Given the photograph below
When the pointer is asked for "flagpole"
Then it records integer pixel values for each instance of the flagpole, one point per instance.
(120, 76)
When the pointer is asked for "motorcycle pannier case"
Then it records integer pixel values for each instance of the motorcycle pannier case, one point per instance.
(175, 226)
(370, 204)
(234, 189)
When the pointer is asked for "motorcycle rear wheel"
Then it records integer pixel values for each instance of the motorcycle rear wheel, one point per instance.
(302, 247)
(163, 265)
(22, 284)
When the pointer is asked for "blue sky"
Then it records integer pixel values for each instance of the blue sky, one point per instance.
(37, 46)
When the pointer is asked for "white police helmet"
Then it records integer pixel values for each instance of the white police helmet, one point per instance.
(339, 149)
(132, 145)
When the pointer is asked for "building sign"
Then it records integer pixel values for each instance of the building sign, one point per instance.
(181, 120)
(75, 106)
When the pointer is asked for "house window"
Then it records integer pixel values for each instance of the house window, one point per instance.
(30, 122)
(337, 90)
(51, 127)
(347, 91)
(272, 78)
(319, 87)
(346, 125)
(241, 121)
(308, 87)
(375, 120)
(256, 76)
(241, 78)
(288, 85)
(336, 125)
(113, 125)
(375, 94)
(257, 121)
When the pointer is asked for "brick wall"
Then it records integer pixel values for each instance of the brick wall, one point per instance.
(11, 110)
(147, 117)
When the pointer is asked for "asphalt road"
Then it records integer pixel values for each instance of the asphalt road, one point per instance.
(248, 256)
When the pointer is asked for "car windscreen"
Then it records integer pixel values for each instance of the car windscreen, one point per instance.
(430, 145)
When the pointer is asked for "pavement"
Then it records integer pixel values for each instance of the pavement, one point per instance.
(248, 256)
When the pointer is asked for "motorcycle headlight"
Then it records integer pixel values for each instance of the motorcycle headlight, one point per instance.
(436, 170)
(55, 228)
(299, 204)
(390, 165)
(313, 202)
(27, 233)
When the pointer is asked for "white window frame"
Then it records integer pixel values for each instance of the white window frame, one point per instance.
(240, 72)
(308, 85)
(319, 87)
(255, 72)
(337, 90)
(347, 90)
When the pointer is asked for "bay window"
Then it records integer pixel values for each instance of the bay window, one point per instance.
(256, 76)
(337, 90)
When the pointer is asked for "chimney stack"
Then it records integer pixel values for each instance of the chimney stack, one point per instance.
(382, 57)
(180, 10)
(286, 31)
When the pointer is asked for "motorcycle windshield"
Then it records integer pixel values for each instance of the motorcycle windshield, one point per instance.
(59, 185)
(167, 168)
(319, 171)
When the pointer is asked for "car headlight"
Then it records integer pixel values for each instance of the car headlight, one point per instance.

---

Each record above needs to be transcribed word for word.

Given the photograph below
When the pointer is asked for "flagpole"
Then it records integer pixel values for each instance of the flagpole, one point per instance.
(120, 76)
When the pointer is asked for "motorcycle pannier case"
Then it records integer pixel values for each instance of the motorcycle pannier case, one point per instance.
(175, 226)
(370, 204)
(234, 189)
When the pointer is asked for "motorcycle rear wheel"
Then it records integer pixel values for each instance of the motorcycle rear wheel, one point per instance.
(302, 247)
(163, 265)
(22, 284)
When the pointer is asked for "blue sky"
Then it records integer pixel values for each instance of the blue sky, one point per instance.
(37, 46)
When the pointer is asked for "white police helmet"
Then it records integer pixel values for each instance of the white police helmet, one point per instance.
(339, 149)
(132, 145)
When the pointer is asked for "building sign"
Then it records integer pixel values for each instance of the building sign, one point per instance.
(181, 120)
(75, 106)
When the pointer is asked for "house window"
Then it records integer pixel values for each instance of the house window, one point per instance.
(30, 122)
(337, 90)
(51, 127)
(347, 91)
(272, 78)
(319, 87)
(346, 125)
(241, 121)
(308, 87)
(375, 120)
(256, 76)
(241, 78)
(288, 85)
(336, 125)
(113, 125)
(375, 94)
(257, 121)
When the pointer is asked for "brick wall"
Then it records integer pixel values for each instance of the brick wall, one point per instance.
(11, 110)
(147, 117)
When the pointer is asked for "asphalt road"
Then it records integer pixel values for each instance of the asphalt road, one point per instance.
(248, 256)
When the pointer is asked for "car windscreen"
Then it records integer pixel values for each instance of the car windscreen, one point per instance.
(430, 145)
When the pointer is asked for "pavement"
Then it records integer pixel values for each instance of the pavement, one point per instance.
(248, 256)
When the pointer is asked for "motorcycle headlight"
Then it records integer pixel values for each instance of the motorcycle headlight, one point per instance.
(436, 170)
(55, 228)
(299, 204)
(390, 165)
(313, 202)
(27, 233)
When the pointer is asked for "white window frame"
Then it records integer pixel values for each instance of the white window frame, one point per instance.
(240, 72)
(308, 85)
(319, 87)
(255, 72)
(337, 90)
(347, 90)
When the pointer is asked for "bay window"
Then it records integer pixel values for each instance of the bay window, one point per instance.
(256, 76)
(337, 90)
When the pointer is asked for "chimney stack"
Then it records integer pixel values for each instance of the chimney stack, one point per instance.
(382, 57)
(180, 10)
(286, 31)
When the pointer is asked for "motorcycle windshield"
Then it records integer pixel values for each instance of the motorcycle windshield, one point per instance.
(59, 185)
(167, 168)
(319, 171)
When the pointer is asked for "car headlight"
Then it records integer pixel values for each instance of the car headlight, one point per instance.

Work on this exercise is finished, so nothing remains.